— START Working data —
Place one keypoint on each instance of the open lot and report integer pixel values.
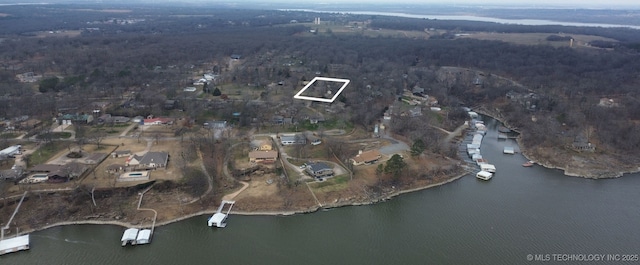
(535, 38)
— END Working data —
— START Working data —
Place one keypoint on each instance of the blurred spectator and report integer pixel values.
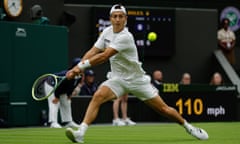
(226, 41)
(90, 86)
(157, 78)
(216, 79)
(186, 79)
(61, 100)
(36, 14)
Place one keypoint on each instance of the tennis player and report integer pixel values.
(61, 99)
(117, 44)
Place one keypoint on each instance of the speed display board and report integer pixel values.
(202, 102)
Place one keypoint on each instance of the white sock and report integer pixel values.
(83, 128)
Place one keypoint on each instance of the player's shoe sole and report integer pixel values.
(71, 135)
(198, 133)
— END Working data —
— START Working data —
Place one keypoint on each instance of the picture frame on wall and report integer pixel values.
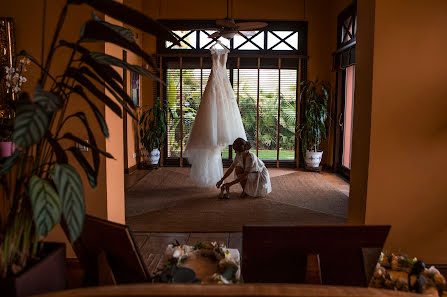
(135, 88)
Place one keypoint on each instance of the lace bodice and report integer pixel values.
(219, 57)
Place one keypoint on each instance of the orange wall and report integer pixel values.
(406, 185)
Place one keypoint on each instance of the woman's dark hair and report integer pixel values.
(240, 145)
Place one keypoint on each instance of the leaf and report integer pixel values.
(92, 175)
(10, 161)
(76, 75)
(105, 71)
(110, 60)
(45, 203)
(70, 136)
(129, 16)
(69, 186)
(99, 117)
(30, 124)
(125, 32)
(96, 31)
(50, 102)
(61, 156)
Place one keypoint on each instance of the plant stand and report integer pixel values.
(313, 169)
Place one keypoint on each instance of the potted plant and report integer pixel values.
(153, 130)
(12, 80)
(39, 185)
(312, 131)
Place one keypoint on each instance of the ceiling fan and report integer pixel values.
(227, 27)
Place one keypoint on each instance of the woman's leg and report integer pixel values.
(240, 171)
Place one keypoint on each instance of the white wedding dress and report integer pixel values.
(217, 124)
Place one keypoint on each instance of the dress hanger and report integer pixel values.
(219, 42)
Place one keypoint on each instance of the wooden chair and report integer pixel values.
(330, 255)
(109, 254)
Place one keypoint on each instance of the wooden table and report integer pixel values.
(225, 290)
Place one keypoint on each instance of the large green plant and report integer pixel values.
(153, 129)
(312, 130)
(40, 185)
— END Working data —
## Short problem
Report every line of the entries above that contains the string "woman", and treat case as significant.

## Problem solution
Place one keypoint on each instance of the woman's dark hair and report integer pixel values.
Place one keypoint on each instance of the woman's leg and report integer pixel values.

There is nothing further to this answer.